THE RECORDS -
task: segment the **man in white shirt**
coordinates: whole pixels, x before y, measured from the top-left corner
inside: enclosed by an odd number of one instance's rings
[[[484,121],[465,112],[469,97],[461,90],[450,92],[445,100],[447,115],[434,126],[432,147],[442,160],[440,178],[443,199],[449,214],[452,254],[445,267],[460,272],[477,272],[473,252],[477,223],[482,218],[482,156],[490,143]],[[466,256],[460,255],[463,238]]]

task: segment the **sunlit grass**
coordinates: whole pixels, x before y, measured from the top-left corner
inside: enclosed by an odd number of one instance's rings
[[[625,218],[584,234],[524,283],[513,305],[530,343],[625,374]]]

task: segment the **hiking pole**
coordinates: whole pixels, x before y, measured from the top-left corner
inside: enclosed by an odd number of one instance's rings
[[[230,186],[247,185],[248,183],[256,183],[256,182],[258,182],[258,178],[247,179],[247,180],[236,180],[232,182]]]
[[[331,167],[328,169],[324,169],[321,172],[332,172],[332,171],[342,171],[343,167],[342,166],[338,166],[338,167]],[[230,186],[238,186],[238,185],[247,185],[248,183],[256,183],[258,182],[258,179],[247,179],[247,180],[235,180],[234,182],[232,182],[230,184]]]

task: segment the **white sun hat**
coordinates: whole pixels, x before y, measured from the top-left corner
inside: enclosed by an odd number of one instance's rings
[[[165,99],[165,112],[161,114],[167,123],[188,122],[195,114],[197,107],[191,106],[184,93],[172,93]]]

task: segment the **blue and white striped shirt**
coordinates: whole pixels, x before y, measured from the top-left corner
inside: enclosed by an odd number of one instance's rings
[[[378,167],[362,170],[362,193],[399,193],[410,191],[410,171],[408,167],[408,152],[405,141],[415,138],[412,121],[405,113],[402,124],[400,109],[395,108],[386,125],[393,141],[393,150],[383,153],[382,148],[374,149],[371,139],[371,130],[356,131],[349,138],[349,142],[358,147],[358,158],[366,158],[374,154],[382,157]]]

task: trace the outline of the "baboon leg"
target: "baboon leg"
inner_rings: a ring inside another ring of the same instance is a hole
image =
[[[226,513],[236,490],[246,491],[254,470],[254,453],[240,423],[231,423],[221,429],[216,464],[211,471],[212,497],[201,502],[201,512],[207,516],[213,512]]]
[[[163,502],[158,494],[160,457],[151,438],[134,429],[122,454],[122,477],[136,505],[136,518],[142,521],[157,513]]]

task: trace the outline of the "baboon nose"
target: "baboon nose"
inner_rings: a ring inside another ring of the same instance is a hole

EXERCISE - Repeat the records, every one of them, without any deviation.

TASK RESULT -
task: segment the **man in white shirt**
coordinates: whole pixels, x before y, measured from the top-left corner
inside: enclosed by an odd number of one instance's rings
[[[484,121],[465,112],[469,97],[461,90],[450,92],[445,100],[447,115],[434,126],[432,147],[442,160],[440,178],[443,199],[449,214],[452,254],[445,267],[460,272],[477,272],[473,252],[477,223],[482,218],[482,156],[490,143]],[[466,256],[460,255],[463,238]]]

task: segment the **sunlit grass**
coordinates: whole pixels, x before y, measured from the top-left corner
inside: enclosed by an odd number of one instance's rings
[[[625,218],[584,234],[524,283],[513,305],[530,343],[625,374]]]

task: segment the **hiking pole**
coordinates: whole pixels, x before y, measured from the top-left corner
inside: enclosed by an odd number of one instance's rings
[[[230,186],[247,185],[248,183],[256,183],[256,182],[258,182],[258,178],[247,179],[247,180],[236,180],[232,182]]]
[[[331,167],[328,169],[324,169],[321,172],[332,172],[332,171],[342,171],[343,167],[342,166],[338,166],[338,167]],[[230,186],[238,186],[238,185],[247,185],[248,183],[256,183],[258,182],[258,179],[247,179],[247,180],[235,180],[234,182],[232,182],[230,184]]]

task: segment the **white sun hat**
coordinates: whole pixels, x before y, measured from the top-left corner
inside: enclosed by an odd number of one instance's rings
[[[165,99],[165,112],[161,114],[167,123],[188,122],[195,114],[197,107],[191,106],[184,93],[172,93]]]

task: segment the **blue and white striped shirt**
coordinates: whole pixels, x before y, measured from the top-left corner
inside: enclosed by an odd number of one instance's rings
[[[378,167],[362,170],[362,193],[399,193],[410,191],[410,171],[408,167],[408,152],[405,141],[415,138],[412,121],[405,113],[402,124],[400,109],[395,108],[386,125],[393,141],[393,150],[383,153],[382,148],[374,149],[371,139],[371,130],[356,131],[349,138],[349,142],[358,147],[358,158],[366,158],[374,154],[382,157]]]

task: trace the outline of the "baboon leg"
target: "baboon leg"
inner_rings: a ring inside another ring of the same instance is a hole
image =
[[[226,513],[236,490],[246,491],[254,470],[254,453],[240,423],[231,423],[221,429],[216,464],[211,471],[212,497],[201,502],[201,512],[207,516],[213,512]]]
[[[163,502],[158,494],[160,457],[151,438],[134,429],[122,454],[122,477],[136,505],[136,518],[142,521],[157,513]]]

task: trace the outline of the "baboon nose"
target: "baboon nose"
inner_rings: a ring inside another ring of the same instance is a hole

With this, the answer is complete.